• **PROVIDED INFORMATION**
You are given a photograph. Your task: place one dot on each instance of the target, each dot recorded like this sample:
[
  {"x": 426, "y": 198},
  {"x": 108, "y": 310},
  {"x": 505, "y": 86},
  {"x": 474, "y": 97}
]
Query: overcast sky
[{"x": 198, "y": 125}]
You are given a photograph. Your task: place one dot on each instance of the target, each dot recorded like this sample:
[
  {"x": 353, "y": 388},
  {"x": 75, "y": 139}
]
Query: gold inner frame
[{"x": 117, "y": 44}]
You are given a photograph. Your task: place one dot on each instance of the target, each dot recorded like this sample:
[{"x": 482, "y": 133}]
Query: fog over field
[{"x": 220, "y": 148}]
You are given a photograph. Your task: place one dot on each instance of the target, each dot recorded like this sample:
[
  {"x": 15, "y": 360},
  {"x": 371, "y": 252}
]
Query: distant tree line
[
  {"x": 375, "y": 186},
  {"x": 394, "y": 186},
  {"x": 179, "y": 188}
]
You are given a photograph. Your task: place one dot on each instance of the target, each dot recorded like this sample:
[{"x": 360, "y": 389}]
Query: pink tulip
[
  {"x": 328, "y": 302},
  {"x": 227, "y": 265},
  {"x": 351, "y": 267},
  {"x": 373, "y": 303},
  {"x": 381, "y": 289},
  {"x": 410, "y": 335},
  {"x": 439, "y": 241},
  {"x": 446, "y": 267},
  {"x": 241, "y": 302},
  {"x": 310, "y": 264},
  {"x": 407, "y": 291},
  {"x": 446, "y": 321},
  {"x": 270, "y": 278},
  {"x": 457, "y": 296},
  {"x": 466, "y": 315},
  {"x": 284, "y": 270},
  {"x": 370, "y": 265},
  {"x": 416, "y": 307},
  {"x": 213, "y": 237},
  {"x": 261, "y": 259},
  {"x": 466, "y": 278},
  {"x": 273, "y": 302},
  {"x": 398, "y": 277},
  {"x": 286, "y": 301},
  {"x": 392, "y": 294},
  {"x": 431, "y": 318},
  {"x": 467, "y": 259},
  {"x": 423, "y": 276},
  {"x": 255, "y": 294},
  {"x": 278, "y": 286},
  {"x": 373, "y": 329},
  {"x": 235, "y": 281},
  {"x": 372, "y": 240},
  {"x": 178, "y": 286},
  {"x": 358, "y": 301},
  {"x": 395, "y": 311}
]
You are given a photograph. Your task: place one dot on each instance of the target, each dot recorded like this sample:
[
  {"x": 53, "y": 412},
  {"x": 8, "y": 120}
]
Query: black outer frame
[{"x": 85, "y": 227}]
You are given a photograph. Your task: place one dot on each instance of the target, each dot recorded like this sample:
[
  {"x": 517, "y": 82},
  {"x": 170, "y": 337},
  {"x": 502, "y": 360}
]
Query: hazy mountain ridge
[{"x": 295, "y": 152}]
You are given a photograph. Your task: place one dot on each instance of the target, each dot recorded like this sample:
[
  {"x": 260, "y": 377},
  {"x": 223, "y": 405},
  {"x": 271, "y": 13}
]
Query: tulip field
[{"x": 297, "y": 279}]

• **TASK REQUIREMENTS**
All of the data above needs to be given again exactly.

• **EXERCISE ANSWER**
You are given a photograph. Your task: place one dot on each instance of the target, each dot recorded like this sample:
[
  {"x": 426, "y": 198},
  {"x": 108, "y": 310},
  {"x": 505, "y": 86},
  {"x": 474, "y": 97}
]
Query: overcast sky
[{"x": 198, "y": 125}]
You are given a photograph. Your task: place one dot on each instance of the target, each dot recorded like this sample:
[
  {"x": 353, "y": 388},
  {"x": 75, "y": 139}
]
Query: gold inner frame
[{"x": 117, "y": 44}]
You are given a photograph. Your task: place one dot on each instance of the target, each dot recorded like this sample:
[{"x": 482, "y": 133}]
Query: fog over field
[{"x": 220, "y": 148}]
You are given a photograph. Your task: place one dot on each instance of the target, each dot recorded like this sample:
[
  {"x": 15, "y": 360},
  {"x": 371, "y": 252}
]
Query: distant tree line
[
  {"x": 375, "y": 186},
  {"x": 394, "y": 186},
  {"x": 179, "y": 188}
]
You are given a photograph. Your task: place one dot on each instance of the target, each dot recorded like this sample:
[{"x": 360, "y": 389}]
Query: pink tulip
[
  {"x": 328, "y": 302},
  {"x": 227, "y": 265},
  {"x": 351, "y": 267},
  {"x": 373, "y": 303},
  {"x": 381, "y": 289},
  {"x": 410, "y": 335},
  {"x": 439, "y": 241},
  {"x": 446, "y": 267},
  {"x": 241, "y": 302},
  {"x": 310, "y": 264},
  {"x": 407, "y": 291},
  {"x": 446, "y": 321},
  {"x": 270, "y": 278},
  {"x": 457, "y": 296},
  {"x": 466, "y": 315},
  {"x": 284, "y": 270},
  {"x": 370, "y": 265},
  {"x": 416, "y": 307},
  {"x": 213, "y": 237},
  {"x": 261, "y": 259},
  {"x": 466, "y": 278},
  {"x": 273, "y": 302},
  {"x": 398, "y": 277},
  {"x": 286, "y": 301},
  {"x": 392, "y": 294},
  {"x": 431, "y": 318},
  {"x": 467, "y": 259},
  {"x": 423, "y": 276},
  {"x": 255, "y": 294},
  {"x": 278, "y": 286},
  {"x": 373, "y": 329},
  {"x": 235, "y": 281},
  {"x": 372, "y": 240},
  {"x": 178, "y": 286},
  {"x": 358, "y": 301},
  {"x": 395, "y": 311}
]
You are given a photograph. Your task: place one dot on each instance of the target, each dot recorded like this sample:
[
  {"x": 53, "y": 412},
  {"x": 8, "y": 120}
]
Query: black outer frame
[{"x": 85, "y": 227}]
You are given a photograph. Your task: place one dot on each instance of the target, each dot recorded like this sample:
[
  {"x": 517, "y": 82},
  {"x": 170, "y": 337},
  {"x": 502, "y": 360}
]
Query: hazy mountain ridge
[{"x": 295, "y": 152}]
You are given a photograph. Your task: place one dot on each instance of the target, each dot recorded like this sample:
[
  {"x": 260, "y": 377},
  {"x": 223, "y": 405},
  {"x": 271, "y": 13}
]
Query: tulip field
[{"x": 297, "y": 279}]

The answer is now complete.